* Exercise goal:
Return each line of the data below that contains the word "white", copied unchanged.

* Exercise materials:
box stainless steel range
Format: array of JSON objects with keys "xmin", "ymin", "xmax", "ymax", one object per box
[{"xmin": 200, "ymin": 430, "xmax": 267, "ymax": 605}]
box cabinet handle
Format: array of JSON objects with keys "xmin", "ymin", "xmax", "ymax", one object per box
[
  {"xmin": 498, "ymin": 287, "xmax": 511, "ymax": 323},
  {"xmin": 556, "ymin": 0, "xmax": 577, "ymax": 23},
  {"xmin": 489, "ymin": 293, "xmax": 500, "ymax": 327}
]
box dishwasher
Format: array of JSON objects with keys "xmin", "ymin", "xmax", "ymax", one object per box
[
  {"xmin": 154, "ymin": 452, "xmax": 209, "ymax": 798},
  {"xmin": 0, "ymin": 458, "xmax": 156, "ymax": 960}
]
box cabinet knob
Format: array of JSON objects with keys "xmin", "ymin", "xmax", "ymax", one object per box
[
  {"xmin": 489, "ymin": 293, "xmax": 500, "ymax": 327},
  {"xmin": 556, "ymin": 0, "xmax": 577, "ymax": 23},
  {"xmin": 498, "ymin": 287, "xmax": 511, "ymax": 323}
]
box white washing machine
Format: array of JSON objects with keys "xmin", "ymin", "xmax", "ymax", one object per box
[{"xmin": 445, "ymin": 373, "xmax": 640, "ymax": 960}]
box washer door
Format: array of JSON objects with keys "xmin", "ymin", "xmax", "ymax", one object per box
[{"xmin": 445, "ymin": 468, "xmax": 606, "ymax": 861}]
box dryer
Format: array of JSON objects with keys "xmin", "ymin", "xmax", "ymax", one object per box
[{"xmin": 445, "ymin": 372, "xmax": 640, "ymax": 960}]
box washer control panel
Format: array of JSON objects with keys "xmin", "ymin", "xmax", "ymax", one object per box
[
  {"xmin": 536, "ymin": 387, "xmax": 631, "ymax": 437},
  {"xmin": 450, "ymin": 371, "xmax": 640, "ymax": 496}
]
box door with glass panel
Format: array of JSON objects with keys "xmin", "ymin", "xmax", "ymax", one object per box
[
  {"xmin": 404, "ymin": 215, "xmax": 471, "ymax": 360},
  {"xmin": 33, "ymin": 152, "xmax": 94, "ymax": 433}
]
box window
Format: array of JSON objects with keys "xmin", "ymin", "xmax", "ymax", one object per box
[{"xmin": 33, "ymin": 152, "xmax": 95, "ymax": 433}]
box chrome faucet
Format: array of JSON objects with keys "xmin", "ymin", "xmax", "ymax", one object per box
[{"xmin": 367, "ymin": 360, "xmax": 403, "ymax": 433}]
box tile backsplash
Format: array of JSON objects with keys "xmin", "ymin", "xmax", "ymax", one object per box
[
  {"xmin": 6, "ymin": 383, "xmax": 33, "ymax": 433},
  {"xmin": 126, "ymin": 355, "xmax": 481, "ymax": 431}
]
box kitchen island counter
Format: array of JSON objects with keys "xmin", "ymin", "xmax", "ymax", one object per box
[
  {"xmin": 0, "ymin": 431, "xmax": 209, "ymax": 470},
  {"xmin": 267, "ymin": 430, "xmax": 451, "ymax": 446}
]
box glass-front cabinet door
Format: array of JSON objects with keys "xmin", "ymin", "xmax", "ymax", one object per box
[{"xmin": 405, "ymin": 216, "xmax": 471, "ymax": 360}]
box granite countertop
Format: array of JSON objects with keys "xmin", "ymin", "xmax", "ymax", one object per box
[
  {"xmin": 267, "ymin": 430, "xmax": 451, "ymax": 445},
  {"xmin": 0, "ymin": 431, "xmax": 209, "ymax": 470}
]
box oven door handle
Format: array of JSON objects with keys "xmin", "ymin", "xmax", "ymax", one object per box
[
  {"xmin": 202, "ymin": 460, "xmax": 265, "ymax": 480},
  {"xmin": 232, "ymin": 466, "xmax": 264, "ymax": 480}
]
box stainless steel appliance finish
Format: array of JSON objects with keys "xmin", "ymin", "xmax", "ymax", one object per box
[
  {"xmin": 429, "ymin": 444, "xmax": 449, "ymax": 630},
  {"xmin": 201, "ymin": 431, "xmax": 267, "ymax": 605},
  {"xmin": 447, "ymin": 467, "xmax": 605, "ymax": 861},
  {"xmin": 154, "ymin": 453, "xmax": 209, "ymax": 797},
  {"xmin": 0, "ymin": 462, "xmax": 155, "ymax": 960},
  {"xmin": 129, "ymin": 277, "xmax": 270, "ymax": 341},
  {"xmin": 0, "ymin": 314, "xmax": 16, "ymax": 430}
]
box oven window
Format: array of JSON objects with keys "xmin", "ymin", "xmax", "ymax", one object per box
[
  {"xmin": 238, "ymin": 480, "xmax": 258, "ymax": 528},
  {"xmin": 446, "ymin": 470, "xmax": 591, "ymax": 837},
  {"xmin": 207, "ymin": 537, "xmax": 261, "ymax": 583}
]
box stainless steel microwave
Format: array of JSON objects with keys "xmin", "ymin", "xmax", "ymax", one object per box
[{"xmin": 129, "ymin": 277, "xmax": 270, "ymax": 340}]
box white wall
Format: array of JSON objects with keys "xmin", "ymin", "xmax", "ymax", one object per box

* Exercise result:
box white washing machine
box white wall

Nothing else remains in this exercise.